• Task description: Reproduce word for word the part of the listing below that opens with the line containing "the red glove" and runs through the end of the listing.

----

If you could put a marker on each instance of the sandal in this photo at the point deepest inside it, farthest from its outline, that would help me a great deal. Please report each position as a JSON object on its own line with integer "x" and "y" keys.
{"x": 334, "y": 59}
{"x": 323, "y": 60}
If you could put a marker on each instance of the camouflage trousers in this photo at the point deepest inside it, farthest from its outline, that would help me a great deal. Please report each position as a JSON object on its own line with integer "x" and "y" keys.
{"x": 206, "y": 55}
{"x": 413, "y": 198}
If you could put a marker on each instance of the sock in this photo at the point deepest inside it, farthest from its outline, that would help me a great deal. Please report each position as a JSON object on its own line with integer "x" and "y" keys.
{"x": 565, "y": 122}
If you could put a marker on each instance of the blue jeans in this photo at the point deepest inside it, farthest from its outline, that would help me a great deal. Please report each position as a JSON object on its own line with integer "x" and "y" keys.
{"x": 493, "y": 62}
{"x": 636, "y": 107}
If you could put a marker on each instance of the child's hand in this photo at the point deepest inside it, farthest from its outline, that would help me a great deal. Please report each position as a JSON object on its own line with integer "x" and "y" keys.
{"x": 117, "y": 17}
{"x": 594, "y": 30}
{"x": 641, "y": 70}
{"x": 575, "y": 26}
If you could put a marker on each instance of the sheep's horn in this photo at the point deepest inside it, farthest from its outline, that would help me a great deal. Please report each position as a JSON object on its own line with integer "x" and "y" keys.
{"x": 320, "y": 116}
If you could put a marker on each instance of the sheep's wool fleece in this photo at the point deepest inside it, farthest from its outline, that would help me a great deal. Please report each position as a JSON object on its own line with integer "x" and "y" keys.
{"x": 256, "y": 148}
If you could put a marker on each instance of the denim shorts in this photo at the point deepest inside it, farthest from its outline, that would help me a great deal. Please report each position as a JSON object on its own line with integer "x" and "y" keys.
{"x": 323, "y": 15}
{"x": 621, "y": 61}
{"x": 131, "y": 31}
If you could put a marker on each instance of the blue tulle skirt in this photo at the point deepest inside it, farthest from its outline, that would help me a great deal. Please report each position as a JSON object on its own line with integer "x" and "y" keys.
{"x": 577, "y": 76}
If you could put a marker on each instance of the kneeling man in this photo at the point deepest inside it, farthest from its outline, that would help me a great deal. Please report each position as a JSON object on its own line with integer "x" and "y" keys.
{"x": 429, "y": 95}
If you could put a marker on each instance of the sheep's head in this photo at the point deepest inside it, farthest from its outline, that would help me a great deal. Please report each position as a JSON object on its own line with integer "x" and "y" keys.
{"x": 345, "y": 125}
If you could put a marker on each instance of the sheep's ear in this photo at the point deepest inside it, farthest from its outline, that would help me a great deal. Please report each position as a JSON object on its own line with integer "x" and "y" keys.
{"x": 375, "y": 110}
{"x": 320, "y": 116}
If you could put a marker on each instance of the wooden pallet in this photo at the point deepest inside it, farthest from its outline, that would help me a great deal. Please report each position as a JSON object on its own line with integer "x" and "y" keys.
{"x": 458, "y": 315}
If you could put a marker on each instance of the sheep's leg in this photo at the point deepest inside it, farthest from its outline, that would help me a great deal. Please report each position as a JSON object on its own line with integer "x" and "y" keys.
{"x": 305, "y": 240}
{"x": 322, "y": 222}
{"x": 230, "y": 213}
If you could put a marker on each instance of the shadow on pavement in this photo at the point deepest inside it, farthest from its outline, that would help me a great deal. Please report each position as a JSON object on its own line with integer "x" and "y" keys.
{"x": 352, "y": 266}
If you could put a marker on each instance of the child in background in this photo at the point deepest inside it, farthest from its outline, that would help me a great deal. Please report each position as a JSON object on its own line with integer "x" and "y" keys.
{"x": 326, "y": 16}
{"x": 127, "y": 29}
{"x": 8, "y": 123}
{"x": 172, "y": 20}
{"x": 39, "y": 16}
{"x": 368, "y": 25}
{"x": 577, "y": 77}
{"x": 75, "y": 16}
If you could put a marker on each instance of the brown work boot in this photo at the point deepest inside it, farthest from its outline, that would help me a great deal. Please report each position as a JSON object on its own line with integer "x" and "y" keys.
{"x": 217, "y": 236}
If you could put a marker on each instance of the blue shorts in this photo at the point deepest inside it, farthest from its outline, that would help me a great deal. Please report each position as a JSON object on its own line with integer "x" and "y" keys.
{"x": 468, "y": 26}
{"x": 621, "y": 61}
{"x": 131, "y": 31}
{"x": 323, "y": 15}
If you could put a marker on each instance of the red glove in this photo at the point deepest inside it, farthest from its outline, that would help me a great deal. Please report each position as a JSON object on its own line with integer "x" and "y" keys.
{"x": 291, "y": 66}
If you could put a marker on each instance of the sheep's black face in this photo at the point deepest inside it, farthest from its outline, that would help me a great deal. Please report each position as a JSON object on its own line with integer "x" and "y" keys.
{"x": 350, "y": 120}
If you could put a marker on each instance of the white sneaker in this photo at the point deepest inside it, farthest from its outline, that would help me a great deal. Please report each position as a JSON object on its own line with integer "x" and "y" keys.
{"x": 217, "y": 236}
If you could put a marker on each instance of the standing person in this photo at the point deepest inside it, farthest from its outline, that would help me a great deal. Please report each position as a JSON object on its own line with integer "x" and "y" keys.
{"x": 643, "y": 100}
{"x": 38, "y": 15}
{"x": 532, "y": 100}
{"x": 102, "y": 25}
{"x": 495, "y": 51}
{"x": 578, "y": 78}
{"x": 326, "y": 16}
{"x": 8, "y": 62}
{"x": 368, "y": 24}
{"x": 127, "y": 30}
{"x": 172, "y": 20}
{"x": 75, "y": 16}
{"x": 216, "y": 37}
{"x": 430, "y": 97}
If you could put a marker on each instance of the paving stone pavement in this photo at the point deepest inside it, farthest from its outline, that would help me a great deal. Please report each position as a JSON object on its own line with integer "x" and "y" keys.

----

• Output of the task:
If you could put a marker on each instance of the red glove in this photo at the point deepest inside it, farthest from its outline, that would help me a great deal. Please report each position as a JSON object on its own line with integer "x" and "y" keys.
{"x": 291, "y": 66}
If you could put a marker on each instance of the sheep's black face in this photo at the point deepest inside it, farthest from its outline, that would help me a great deal. Please report each position as a JSON object on its own line with integer "x" and "y" keys.
{"x": 350, "y": 120}
If you could put a marker on each instance of the white sneaker in this photo at the point deepest inside it, farthest from its outline, that would help me a great deal. Please report each position as a JSON object on its own line with integer "x" and "y" keys.
{"x": 217, "y": 236}
If you could put a marker on each instance of the standing person in this photo at the point deepest inside it, farthest from its outline, that would help me a great deal. Please report each position as a JSON object on its own line with integer "x" and "y" keys.
{"x": 643, "y": 100}
{"x": 38, "y": 15}
{"x": 532, "y": 100}
{"x": 102, "y": 25}
{"x": 495, "y": 51}
{"x": 578, "y": 78}
{"x": 326, "y": 16}
{"x": 8, "y": 62}
{"x": 368, "y": 24}
{"x": 127, "y": 30}
{"x": 172, "y": 20}
{"x": 75, "y": 16}
{"x": 216, "y": 37}
{"x": 430, "y": 97}
If you could put a marker on each instance of the paving stone pavement in this photo at the point deepest inside it, farthest from its outline, that would help me a great deal. Please report each position as a JSON object on its own line with integer "x" and "y" keys.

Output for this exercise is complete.